HOW TO COMPLETE THIS TASK | The response should contain all of the data below, reproduced exactly, and no pictures.

** EXERCISE MATERIALS follows **

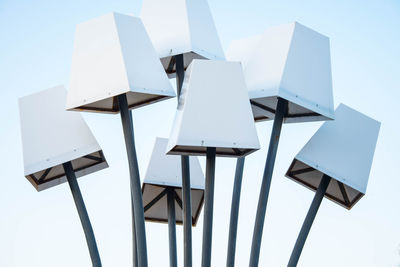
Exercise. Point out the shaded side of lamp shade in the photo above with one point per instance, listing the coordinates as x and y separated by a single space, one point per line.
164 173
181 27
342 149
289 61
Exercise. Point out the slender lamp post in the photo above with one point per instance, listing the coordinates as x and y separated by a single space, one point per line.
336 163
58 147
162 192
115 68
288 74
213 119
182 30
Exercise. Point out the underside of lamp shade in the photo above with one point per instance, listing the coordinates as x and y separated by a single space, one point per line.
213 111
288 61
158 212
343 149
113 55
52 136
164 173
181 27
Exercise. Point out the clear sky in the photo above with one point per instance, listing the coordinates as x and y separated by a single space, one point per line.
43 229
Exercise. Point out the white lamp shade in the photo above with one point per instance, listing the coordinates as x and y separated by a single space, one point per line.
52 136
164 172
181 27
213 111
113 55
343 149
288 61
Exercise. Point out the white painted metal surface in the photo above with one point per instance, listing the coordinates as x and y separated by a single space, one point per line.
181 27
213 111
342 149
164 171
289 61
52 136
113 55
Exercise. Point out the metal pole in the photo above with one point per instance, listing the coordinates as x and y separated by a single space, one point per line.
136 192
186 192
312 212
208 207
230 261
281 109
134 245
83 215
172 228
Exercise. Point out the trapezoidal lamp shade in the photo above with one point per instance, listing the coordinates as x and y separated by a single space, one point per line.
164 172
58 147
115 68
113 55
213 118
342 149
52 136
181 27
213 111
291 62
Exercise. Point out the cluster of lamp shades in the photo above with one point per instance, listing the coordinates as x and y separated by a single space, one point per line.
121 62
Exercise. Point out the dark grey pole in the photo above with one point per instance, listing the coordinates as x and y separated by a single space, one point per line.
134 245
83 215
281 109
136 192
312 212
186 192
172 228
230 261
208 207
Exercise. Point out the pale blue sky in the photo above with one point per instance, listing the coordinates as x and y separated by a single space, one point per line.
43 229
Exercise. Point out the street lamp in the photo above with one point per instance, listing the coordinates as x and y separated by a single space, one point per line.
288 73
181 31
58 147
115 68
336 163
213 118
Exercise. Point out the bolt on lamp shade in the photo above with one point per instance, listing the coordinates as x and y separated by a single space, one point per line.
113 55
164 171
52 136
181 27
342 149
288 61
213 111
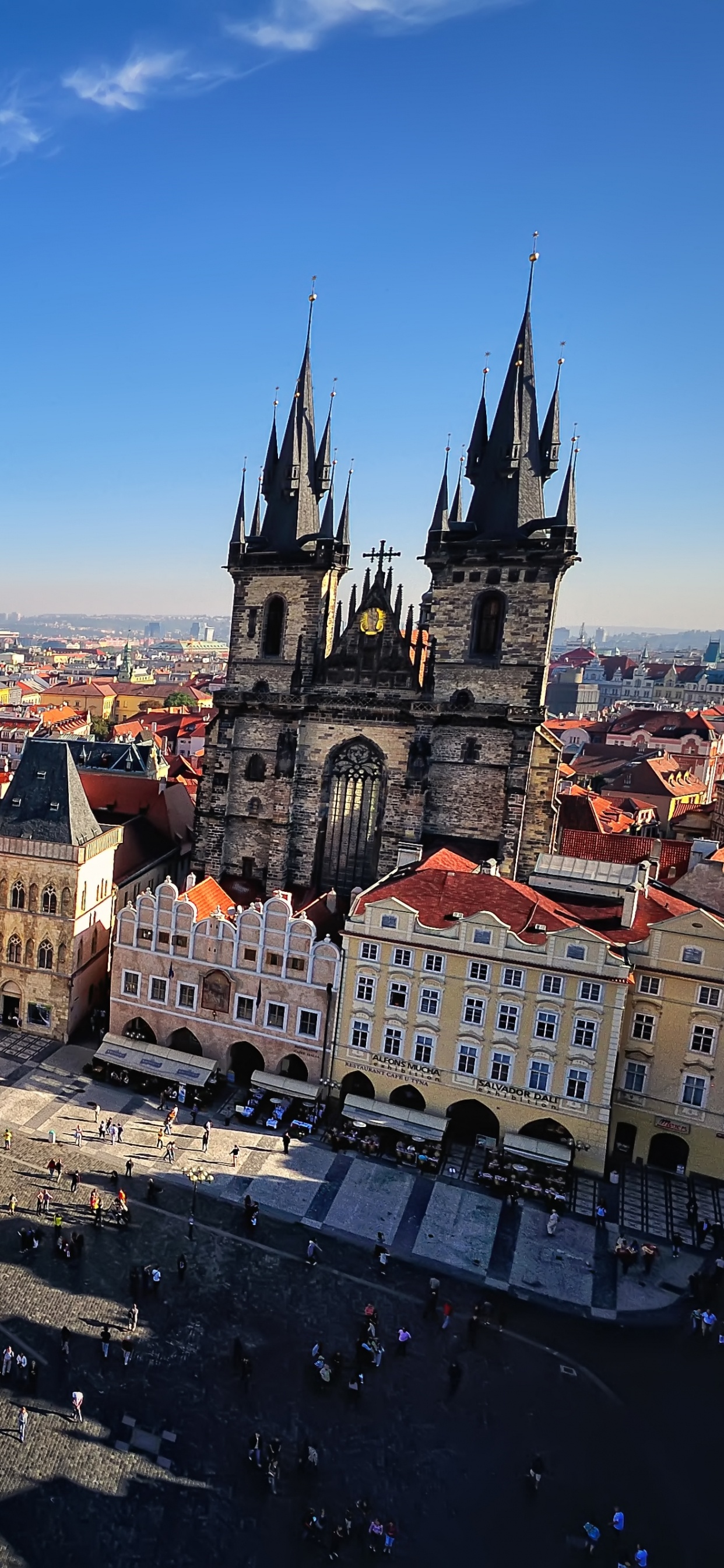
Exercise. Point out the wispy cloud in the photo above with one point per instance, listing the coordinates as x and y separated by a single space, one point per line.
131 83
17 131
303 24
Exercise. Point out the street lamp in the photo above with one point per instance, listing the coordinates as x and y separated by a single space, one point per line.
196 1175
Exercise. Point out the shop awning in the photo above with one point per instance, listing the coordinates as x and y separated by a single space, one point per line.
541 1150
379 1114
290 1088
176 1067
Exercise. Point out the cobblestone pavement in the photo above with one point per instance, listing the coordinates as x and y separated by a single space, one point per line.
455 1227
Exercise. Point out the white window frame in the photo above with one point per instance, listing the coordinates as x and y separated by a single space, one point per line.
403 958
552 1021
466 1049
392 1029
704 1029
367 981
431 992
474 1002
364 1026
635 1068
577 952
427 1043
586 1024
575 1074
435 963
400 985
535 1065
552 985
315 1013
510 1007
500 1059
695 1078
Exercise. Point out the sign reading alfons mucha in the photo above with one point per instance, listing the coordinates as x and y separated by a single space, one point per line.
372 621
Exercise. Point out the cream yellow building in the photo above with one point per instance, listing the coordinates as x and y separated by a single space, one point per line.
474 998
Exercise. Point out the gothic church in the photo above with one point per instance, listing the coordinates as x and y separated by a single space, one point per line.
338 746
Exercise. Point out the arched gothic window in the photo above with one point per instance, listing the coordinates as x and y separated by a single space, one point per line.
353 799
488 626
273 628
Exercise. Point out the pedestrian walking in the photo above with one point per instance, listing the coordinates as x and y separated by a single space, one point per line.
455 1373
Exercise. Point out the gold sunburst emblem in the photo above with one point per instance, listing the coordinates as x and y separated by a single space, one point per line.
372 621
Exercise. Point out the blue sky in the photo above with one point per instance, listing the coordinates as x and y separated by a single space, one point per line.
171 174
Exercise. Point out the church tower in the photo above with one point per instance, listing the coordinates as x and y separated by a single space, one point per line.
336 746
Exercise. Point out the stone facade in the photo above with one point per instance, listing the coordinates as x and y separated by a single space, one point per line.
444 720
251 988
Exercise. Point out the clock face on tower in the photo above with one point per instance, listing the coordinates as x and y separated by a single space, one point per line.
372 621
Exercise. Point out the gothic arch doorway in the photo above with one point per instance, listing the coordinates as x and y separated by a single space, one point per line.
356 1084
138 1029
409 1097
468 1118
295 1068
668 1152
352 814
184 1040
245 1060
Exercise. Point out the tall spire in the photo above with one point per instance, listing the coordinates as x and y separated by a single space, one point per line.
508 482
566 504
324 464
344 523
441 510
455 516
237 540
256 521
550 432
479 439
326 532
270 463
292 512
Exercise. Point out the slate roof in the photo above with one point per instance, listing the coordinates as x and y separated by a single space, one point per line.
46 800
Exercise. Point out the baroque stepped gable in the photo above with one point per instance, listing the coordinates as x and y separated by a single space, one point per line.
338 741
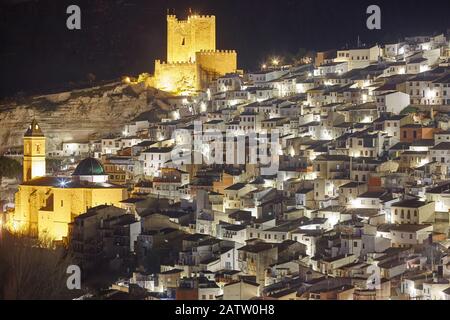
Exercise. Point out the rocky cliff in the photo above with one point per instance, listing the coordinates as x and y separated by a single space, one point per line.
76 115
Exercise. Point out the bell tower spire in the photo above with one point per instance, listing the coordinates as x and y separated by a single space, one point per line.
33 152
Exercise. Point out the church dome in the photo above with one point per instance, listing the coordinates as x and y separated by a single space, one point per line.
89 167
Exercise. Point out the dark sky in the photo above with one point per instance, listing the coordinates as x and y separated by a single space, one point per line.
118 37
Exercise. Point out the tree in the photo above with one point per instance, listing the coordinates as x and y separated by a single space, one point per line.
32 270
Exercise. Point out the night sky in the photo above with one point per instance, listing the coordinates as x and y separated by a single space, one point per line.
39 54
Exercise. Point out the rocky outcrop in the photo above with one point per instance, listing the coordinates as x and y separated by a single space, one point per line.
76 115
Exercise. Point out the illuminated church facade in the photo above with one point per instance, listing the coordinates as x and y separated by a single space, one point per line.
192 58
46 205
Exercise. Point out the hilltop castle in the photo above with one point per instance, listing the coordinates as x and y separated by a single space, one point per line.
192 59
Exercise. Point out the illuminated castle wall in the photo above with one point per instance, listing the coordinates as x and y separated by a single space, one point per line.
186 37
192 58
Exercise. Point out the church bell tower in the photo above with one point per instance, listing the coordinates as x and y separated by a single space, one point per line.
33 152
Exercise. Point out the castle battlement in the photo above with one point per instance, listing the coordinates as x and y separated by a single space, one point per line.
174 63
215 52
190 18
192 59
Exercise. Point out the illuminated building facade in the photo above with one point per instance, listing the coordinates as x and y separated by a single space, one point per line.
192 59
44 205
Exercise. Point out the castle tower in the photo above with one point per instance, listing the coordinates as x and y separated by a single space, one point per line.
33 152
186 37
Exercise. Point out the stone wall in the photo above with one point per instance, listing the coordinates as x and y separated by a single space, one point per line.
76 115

** End of EXERCISE MATERIALS **

TASK SOLUTION |
Exercise. Point out the shaded side of lamp shade in the photo above with one point per instance, listing the coordinates as x and y separated by a single space, one point per line.
164 173
181 27
342 149
289 61
Exercise. Point out the slender lamp post in the photo above with one point per instance, listing the coordinates as x and y separated by a single space, one point per line.
336 163
58 147
162 192
115 68
288 74
213 119
182 30
Exercise. Point out the underside of lamp shade in the photo above with one point per instance, listing the coordinates as x and y separated by a single space, one point per line.
213 111
288 61
158 212
343 149
113 55
52 136
164 173
181 27
Exercise. Point out the clear sky in the photo above with one point per instance, listing the coordinates as x and y separated by a single space, one point per line.
43 229
Exercise. Point out the white lamp shade in the photo above with one point per instance, listing the coordinates as x and y separated by a single space, one point per line.
52 136
164 172
181 27
213 111
113 55
343 149
288 61
Exercise. Point out the white painted metal surface in the photo above with one point per instance, listing the coordinates as x and y separated by a single space, one point per line.
181 27
213 111
342 149
164 171
289 61
52 136
113 55
Exercise. Point out the metal pole in the photo above with one point per instance, listing the coordinates as x and y separated by a single space, one point per line.
136 192
186 192
312 212
208 207
230 261
281 109
134 245
83 215
172 228
Exercise. Point out the trapezoidal lamp shade in the photo above with one point per instance, listing the coordinates as x and y separated by a single space, one point per line.
164 172
58 147
115 68
113 55
213 118
342 149
52 136
181 27
213 111
291 62
Exercise. Point out the cluster of lamp shades in the photo above with one point per instance, listing the coordinates as x and y separated by a single space, one point per line.
121 62
Exercise. Point out the dark grey pole in the photo above with one point per instance, listing the coordinates as x and y separated by a single space, one point per line.
134 245
83 215
281 109
136 192
312 212
186 192
172 228
230 261
208 207
Exercise. Point out the pale blue sky in the photo above with one point per instance, listing the coordinates as x and y separated by a single space, one point per line.
43 229
Exercise. Point out the street lamp in the photo above with one point per instance, listing the coordinates as x and y separated by a single space, one point per line.
288 73
181 31
58 147
115 68
336 163
213 118
Exercise. Point out the bolt on lamp shade in the photo above with one point per instance, listing the coordinates as x and y separated by a single space, one point per line.
113 55
164 171
52 136
181 27
342 149
288 61
213 111
Exercise. Point out the wispy cloud in the photo above with one point per instance, listing the coordinates as x and y separated by a single space, one point per line.
131 83
17 131
303 24
Exercise. Point out the street lamp in the photo above with one point per instance, listing the coordinates as x and y separated by a single space, one point per line.
196 1175
Exercise. Point out the shop awning in the photo above with one point per instance, listing the coordinates as x and y separated by a single space, one point per line.
541 1150
379 1114
290 1088
176 1067
Exercise. Point out the cobblestone pavement in the photo above with one point per instance, listing the coordinates as x and y separated by a single space, one point per line.
455 1227
Exercise. Point out the white window frame in the photo above with one point per instance, listing the coordinates as x and y separated by a single space, one point per line.
403 958
552 1021
466 1049
392 1029
704 1029
367 981
431 992
474 1002
364 1026
635 1068
577 952
427 1043
586 1024
575 1074
435 963
400 985
535 1065
552 985
315 1013
510 1007
500 1059
695 1078
Exercise. Point out the sign reading alfons mucha in the photo above with one point per instance, listing the coordinates as x and y separated by a single space, one point per line.
372 621
Exercise. Point out the cream yellow building in the photo above with one point per instance, listing the coordinates as x and y separated by a single space, one point per line.
474 998
Exercise. Point out the gothic church in the photo above with one point per instance, listing the coordinates as x and y separated by a single space, one point per line.
338 746
Exercise. Point out the arched gothic window in the photo above with one point per instance, listing the coordinates as x and y separated by a single space, one point per line.
353 799
488 626
273 628
Exercise. Point out the pedestrian walking in the photo above with one point per instance, listing the coordinates as x and y separated by a single space, one point per line.
455 1373
Exercise. Point out the gold sunburst emblem in the photo above with one point per instance, listing the coordinates as x and y separated by a single space, one point per line.
372 621
Exercise. Point out the blue sky in the photo above with one point per instance, listing the coordinates as x and y separated by a single space, one point per line.
171 174
Exercise. Point out the church tower in the photo above with one point per instance, listing the coordinates as x and y separated by a single space, one point per line.
336 746
Exercise. Point out the stone facade in the photo above with one point per instance, listing the coordinates as x and y separated by a single space, one point per line.
444 720
251 988
Exercise. Point out the clock face on tower in the photo above with one point per instance, listing the coordinates as x and y separated by a single space, one point per line.
372 621
Exercise. Point out the gothic arch doorway in the photo above with one point per instance, listing the coordinates as x and y separated by a single space, one point per line.
356 1084
138 1029
409 1097
468 1118
295 1068
668 1152
352 814
184 1040
245 1060
Exercise. Point out the tall spire in the photo above with one point per instance, listing the coordinates as x and y separated by a single space, one point per line.
508 482
566 504
324 464
344 523
441 510
455 516
237 540
256 521
550 432
479 439
326 532
270 463
292 512
Exercise. Point out the slate roof in the photo above with one point per instance, listing the coordinates as x and y separated by a single space, one point per line.
46 800
Exercise. Point out the baroque stepped gable in the photo above with one point per instance, listing the coordinates as x and y separated by a single space, one point per line.
338 741
Exercise. Point out the rocky cliff in the photo above with one point per instance, listing the coordinates as x and y separated by a single space, one point per line.
76 115
Exercise. Point out the bell tower spire in the photo above with one point per instance, listing the coordinates as x and y separated by a single space, one point per line.
33 152
Exercise. Point out the church dome in the photo above with one point per instance, listing the coordinates as x and y separated by a single space, one point per line.
89 167
Exercise. Point out the dark sky in the photo above with one point per instance, listing the coordinates as x and y separated by a single space, one point per line.
118 37
Exercise. Point out the tree in the photo above with one point per instance, listing the coordinates as x and y separated by a single space, one point per line.
32 270
Exercise. Point out the night sky in the photo above with one point per instance, listing the coordinates as x and y separated by a single space, one point per line.
39 54
Exercise. Point out the rocky outcrop in the photo above with one point per instance, listing the coordinates as x and y separated by a single space, one point per line.
76 115
Exercise. Point out the illuminated church facade in the photo above with one point per instance, listing the coordinates as x and y separated by a single space, one point per line.
192 58
46 205
Exercise. Point out the hilltop castle in the photo above with one point per instance, listing the coordinates as x and y separated by a single space, one point per line.
192 59
Exercise. Point out the illuminated castle wall in the photo above with one point per instance, listing the coordinates as x and y separated by a single space, one point per line.
186 37
192 58
Exercise. Point out the church bell tower in the photo above with one point per instance, listing the coordinates as x and y separated by a single space, one point per line.
33 152
Exercise. Point out the castle battlement in the photo above with one point per instance, listing the coordinates as x and y separated by a single space, one point per line.
174 63
215 52
190 18
192 59
Exercise. Point out the illuminated building facade in the photo above with one point per instance, listing the coordinates as x and y separated by a single space, one point per line.
192 59
44 205
Exercise. Point out the castle tower in the photo above with one point per instance, listing the coordinates as x and y separated by a single space, one point per line.
33 152
186 37
Exercise. Point out the stone wall in the photo above with one point per instance, listing the coordinates as x and y separated by a single space, one point per line.
76 115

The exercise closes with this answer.